**EXTRACTED TEXT**:
#####

MARQUIS PHILIPS, Juan Gil, and Lagrange and Silver Oak!!
August 04, 2005
I know many of you are waiting to hear about our
trip to northwest Italy, and I am eager to share our adventures and some new
wine discoveries. However, for the moment there are a couple of wines
coming down the pipe that require your immediate attention......and they are not
from Italy.
I started selling the once limited and difficult to
obtain Marquis Philips wines from southeastern Australia with the 2000
vintage. This was the very first release when no one had ever heard
of MP and before the rave reviews and high
ratings caused a consumer buying frenzy as witnessed when the
more prolific production of the 2001 Shiraz came to market. The
2002 Shiraz was equally acclaimed as both wines received 93 points from
Robert Parker. At that time Robert Parker was quoted as saying,
"This must be the most exciting
development that has occurred in the Southern Hemisphere over the last several
years. Marquis Philips is a partnership between highly talented winemakers Sarah
and Sparky Marquis and their American importer, Dan Philips (of The Grateful
Palate). I favorably reviewed the stunning debut values of the Marquis Philips
range in the 2000 vintage. Remarkably, the 2001s are even more amazing, and
probably for the price, the greatest red wine values in existence ...
anywhere!"
Of course, with all of this hub bub, the pricing had begun to
edge upwards. And by the time the widely available 2003 Marquis
Philips Shiraz had hit the floor, instead of the $14.95 a bottle pricing,
consumers were paying an unwavering $18+ a bottle. The 2003 drought year
proved problematic and brought the wine "back to earth" with an 89 point score
from Parker....not an earth shattering disaster as the wine still sold very
strongly. Now comes the 2004 vintage, and for the first time this
wine has been offerred to me on a presale basis. Make the committment, but
don't taste the wine first (reminds me of the pop tune "Suspicion" by Terry
Stafford #3 - Top 40 in 1964).....then reap the rewards!
So what has made the MP so appealing? Well, in the past,
the wines have shown gobs of blackberry goo and a soft
sexy clouds of vanillin oak. Sound lusty
enough? Importer and partner Dan Philips states the "2004 Marquis Philips Shiraz
maybe the very best ever, almost up to the reserve level." ....not
untypical marketing oratory. My thoughts are let's just see!!! So
today, a week before the wine is ready for distributionI, I was able to
convince the "Distributor God" to release and delivery my
first load .....just so I could pull out a bottle to try before I finish
this email or forget the whole thing and just return to
sender.

#####

**WHAT THIS TASK INVOLVES**: Copy everything in the wine newsletter from "MARQUIS PHILIPS, Juan" down to "from Italy.", keeping every word unchanged. Work from the wine newsletter alone and draw on nothing outside it.

#####

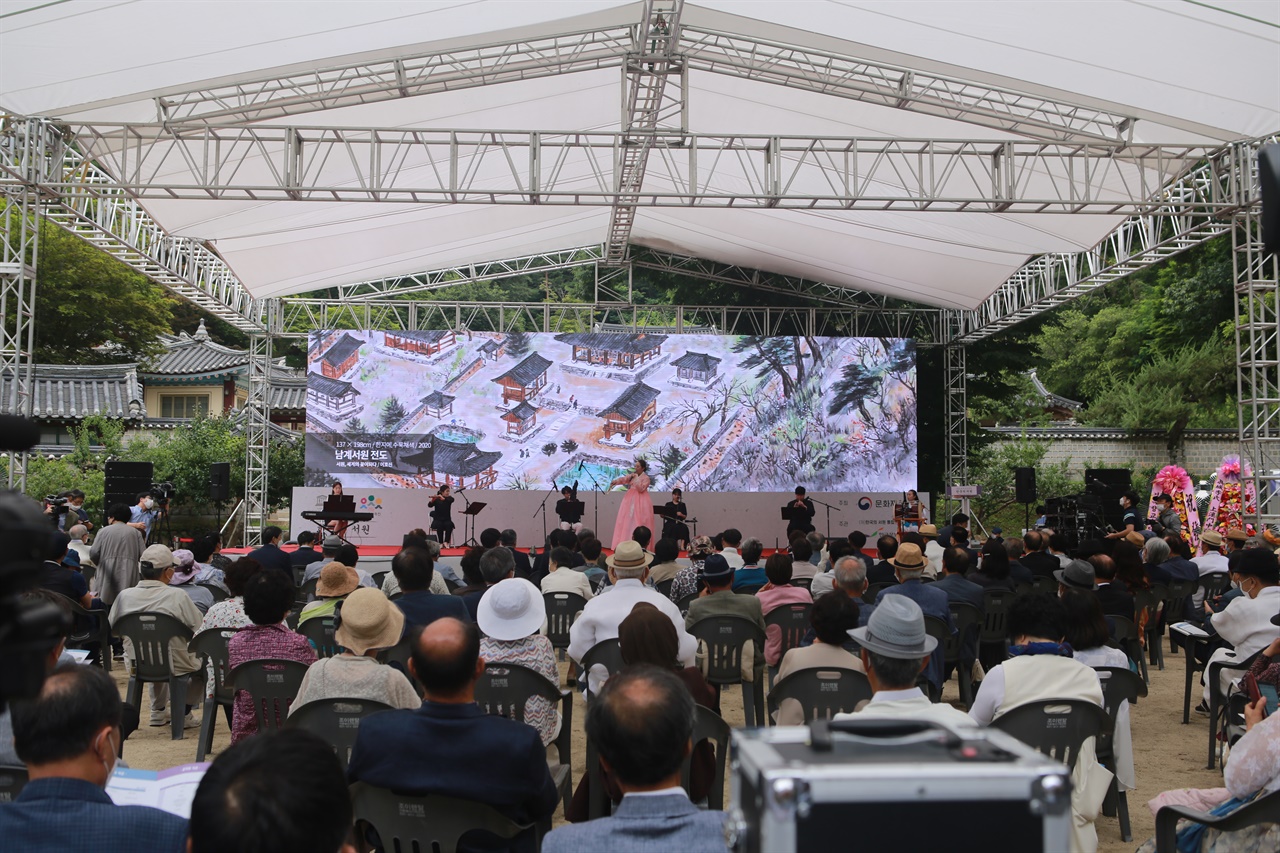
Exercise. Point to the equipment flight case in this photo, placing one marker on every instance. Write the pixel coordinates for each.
(896, 785)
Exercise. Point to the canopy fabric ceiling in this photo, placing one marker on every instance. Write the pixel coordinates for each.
(1191, 73)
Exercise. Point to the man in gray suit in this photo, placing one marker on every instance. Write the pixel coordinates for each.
(643, 725)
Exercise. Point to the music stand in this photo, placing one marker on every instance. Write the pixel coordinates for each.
(469, 516)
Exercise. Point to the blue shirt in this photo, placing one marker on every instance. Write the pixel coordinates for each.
(74, 816)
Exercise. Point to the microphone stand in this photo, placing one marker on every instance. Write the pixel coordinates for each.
(828, 512)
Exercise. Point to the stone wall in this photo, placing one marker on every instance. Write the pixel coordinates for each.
(1091, 447)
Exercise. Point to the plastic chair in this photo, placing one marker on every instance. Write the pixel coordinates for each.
(965, 617)
(1056, 728)
(211, 644)
(504, 689)
(151, 637)
(562, 610)
(792, 621)
(320, 630)
(708, 725)
(608, 655)
(272, 683)
(1118, 685)
(406, 824)
(13, 780)
(725, 638)
(822, 692)
(336, 720)
(993, 635)
(1264, 810)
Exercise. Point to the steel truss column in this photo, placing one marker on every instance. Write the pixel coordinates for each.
(650, 64)
(1257, 354)
(257, 420)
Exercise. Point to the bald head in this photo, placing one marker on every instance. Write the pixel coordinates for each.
(446, 658)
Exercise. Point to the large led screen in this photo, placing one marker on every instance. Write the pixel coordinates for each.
(522, 411)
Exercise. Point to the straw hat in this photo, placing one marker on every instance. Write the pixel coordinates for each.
(369, 620)
(510, 610)
(337, 579)
(629, 555)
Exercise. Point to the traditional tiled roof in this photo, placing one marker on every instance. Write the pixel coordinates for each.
(528, 370)
(342, 350)
(524, 411)
(631, 402)
(193, 354)
(80, 391)
(699, 361)
(636, 342)
(455, 459)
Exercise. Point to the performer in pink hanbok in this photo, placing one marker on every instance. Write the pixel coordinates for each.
(636, 507)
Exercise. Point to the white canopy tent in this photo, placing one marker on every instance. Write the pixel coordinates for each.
(982, 158)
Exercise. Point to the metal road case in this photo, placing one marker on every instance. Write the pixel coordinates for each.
(895, 785)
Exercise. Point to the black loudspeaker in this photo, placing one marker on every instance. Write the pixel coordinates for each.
(1269, 179)
(220, 482)
(124, 480)
(1024, 484)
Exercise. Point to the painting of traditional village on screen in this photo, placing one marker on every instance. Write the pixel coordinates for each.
(522, 411)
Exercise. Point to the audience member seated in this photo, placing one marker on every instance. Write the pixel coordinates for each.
(563, 578)
(831, 620)
(1041, 666)
(336, 583)
(449, 746)
(155, 596)
(752, 575)
(629, 569)
(1111, 593)
(1246, 623)
(69, 737)
(643, 725)
(895, 649)
(184, 578)
(369, 624)
(414, 571)
(775, 594)
(269, 553)
(648, 637)
(268, 598)
(279, 792)
(1087, 634)
(511, 615)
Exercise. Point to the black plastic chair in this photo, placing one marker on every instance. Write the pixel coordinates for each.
(1118, 685)
(606, 653)
(792, 621)
(993, 635)
(504, 689)
(967, 619)
(14, 779)
(407, 824)
(151, 637)
(725, 638)
(562, 609)
(211, 644)
(272, 683)
(320, 630)
(821, 690)
(1056, 728)
(337, 721)
(708, 725)
(1264, 810)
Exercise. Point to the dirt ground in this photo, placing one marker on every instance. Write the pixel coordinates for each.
(1166, 753)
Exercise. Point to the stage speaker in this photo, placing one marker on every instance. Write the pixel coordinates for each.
(220, 482)
(124, 480)
(1024, 484)
(1269, 181)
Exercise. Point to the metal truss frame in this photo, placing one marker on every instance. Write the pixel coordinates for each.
(530, 167)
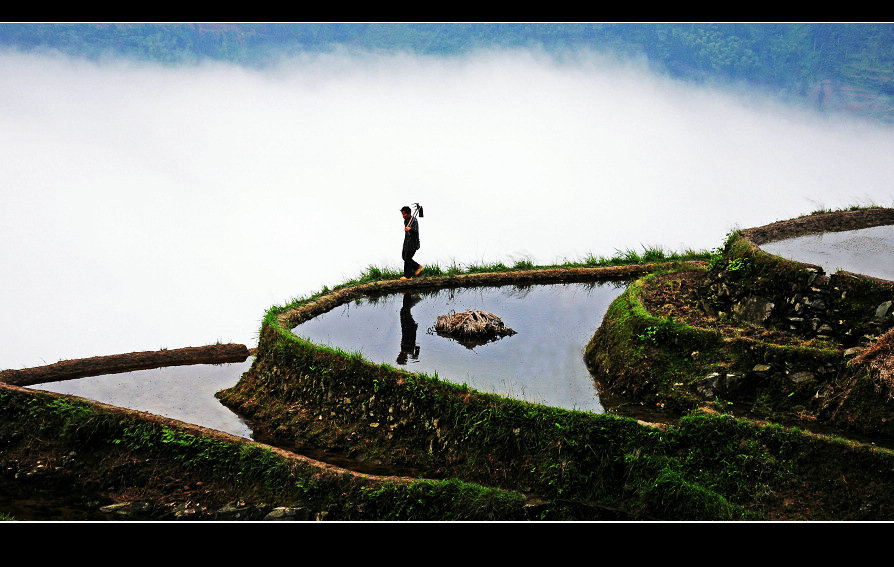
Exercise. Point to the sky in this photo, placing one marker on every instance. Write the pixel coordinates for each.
(145, 206)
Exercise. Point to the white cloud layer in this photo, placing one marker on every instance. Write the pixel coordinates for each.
(146, 206)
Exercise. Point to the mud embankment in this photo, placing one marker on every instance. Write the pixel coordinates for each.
(129, 362)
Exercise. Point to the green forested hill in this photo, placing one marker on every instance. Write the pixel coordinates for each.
(802, 59)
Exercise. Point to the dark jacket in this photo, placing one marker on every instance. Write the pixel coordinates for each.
(411, 237)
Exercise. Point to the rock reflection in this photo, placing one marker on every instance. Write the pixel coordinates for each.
(542, 363)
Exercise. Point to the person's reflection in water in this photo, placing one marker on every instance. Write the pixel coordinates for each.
(408, 326)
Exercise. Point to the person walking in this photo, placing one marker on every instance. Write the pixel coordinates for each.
(411, 244)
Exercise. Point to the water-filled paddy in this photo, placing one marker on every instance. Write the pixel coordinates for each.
(179, 392)
(868, 251)
(542, 363)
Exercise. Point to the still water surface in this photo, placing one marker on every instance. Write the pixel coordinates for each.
(185, 393)
(868, 251)
(542, 363)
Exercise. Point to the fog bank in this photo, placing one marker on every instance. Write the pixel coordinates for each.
(145, 206)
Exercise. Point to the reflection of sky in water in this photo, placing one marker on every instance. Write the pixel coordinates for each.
(868, 251)
(185, 393)
(542, 363)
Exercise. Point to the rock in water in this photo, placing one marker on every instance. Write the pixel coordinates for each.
(472, 328)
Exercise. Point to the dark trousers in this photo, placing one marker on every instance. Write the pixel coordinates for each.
(410, 265)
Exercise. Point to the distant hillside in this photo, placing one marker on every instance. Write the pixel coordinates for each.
(835, 66)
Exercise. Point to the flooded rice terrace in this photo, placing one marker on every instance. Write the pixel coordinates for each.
(542, 363)
(867, 251)
(185, 393)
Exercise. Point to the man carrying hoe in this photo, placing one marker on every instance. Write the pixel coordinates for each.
(411, 244)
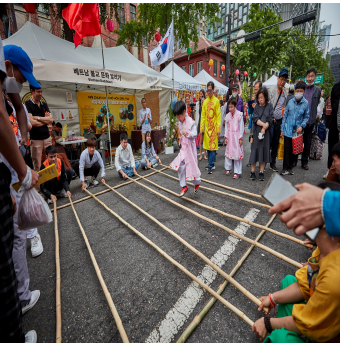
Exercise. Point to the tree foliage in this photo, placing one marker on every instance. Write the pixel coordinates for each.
(262, 54)
(153, 17)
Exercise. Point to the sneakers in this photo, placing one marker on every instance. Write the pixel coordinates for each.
(261, 176)
(93, 181)
(183, 191)
(63, 194)
(273, 167)
(31, 337)
(34, 299)
(36, 246)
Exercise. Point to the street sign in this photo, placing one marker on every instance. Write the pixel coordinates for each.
(318, 79)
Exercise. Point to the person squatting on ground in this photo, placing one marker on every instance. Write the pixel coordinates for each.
(58, 185)
(211, 125)
(234, 130)
(186, 162)
(125, 163)
(260, 148)
(294, 121)
(90, 163)
(13, 73)
(149, 156)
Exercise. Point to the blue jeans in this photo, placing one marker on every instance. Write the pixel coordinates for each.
(211, 158)
(129, 170)
(152, 160)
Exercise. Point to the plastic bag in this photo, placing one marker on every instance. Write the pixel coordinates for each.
(280, 150)
(33, 211)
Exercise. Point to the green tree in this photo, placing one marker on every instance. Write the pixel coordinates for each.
(158, 16)
(262, 54)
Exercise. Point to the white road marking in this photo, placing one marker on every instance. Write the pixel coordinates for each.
(180, 312)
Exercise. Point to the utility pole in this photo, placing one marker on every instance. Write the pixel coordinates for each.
(228, 51)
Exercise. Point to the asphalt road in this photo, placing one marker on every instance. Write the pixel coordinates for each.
(145, 287)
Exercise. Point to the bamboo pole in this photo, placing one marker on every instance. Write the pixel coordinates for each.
(194, 250)
(107, 190)
(232, 232)
(287, 237)
(226, 187)
(57, 263)
(178, 265)
(101, 280)
(219, 192)
(199, 317)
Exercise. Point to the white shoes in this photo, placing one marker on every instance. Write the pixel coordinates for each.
(63, 194)
(36, 246)
(34, 299)
(31, 337)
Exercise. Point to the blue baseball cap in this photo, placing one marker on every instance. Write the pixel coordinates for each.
(19, 57)
(283, 72)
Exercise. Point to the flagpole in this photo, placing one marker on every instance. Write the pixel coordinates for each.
(107, 107)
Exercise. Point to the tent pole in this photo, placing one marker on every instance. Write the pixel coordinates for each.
(107, 107)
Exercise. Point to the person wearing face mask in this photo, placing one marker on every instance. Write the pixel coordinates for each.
(294, 120)
(312, 95)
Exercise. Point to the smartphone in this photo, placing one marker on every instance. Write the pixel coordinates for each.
(277, 190)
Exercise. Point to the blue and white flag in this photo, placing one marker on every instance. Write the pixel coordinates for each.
(164, 51)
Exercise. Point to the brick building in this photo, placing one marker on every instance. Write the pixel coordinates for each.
(127, 12)
(199, 59)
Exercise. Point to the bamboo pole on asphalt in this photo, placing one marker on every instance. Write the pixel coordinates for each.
(57, 263)
(194, 250)
(178, 265)
(226, 187)
(102, 282)
(219, 192)
(107, 190)
(199, 317)
(277, 233)
(232, 232)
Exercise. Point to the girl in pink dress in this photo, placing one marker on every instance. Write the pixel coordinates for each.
(234, 129)
(186, 162)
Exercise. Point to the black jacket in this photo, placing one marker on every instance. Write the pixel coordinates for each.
(53, 186)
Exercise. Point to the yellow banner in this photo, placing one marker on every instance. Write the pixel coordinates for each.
(93, 113)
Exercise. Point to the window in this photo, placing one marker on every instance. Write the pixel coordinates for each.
(133, 12)
(199, 66)
(192, 69)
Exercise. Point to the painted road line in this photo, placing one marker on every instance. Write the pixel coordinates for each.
(180, 312)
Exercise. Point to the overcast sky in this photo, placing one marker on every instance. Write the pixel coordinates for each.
(330, 13)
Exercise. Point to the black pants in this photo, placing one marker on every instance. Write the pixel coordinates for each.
(275, 140)
(333, 138)
(289, 158)
(307, 138)
(93, 171)
(10, 306)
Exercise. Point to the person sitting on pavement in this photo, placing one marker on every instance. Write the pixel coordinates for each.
(125, 163)
(149, 156)
(90, 163)
(294, 120)
(57, 185)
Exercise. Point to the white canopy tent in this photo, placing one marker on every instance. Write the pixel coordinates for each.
(59, 67)
(182, 80)
(272, 81)
(203, 77)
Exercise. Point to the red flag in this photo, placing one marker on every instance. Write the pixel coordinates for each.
(29, 7)
(83, 19)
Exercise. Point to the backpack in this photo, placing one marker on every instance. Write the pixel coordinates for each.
(316, 147)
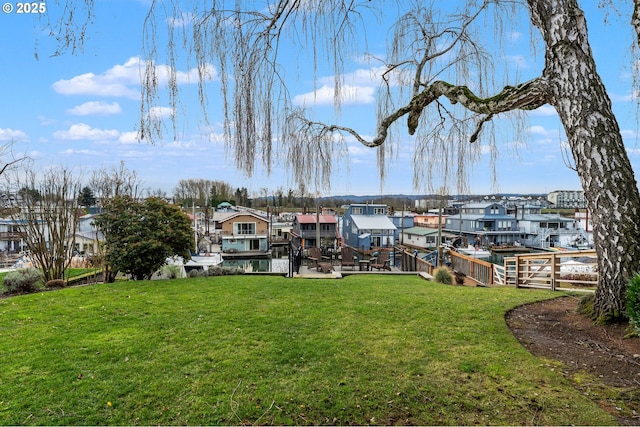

#####

**IN RESPONSE**:
MARQUIS PHILIPS, Juan Gil, and Lagrange and Silver Oak!!
August 04, 2005
I know many of you are waiting to hear about our
trip to northwest Italy, and I am eager to share our adventures and some new
wine discoveries. However, for the moment there are a couple of wines
coming down the pipe that require your immediate attention......and they are not
from Italy.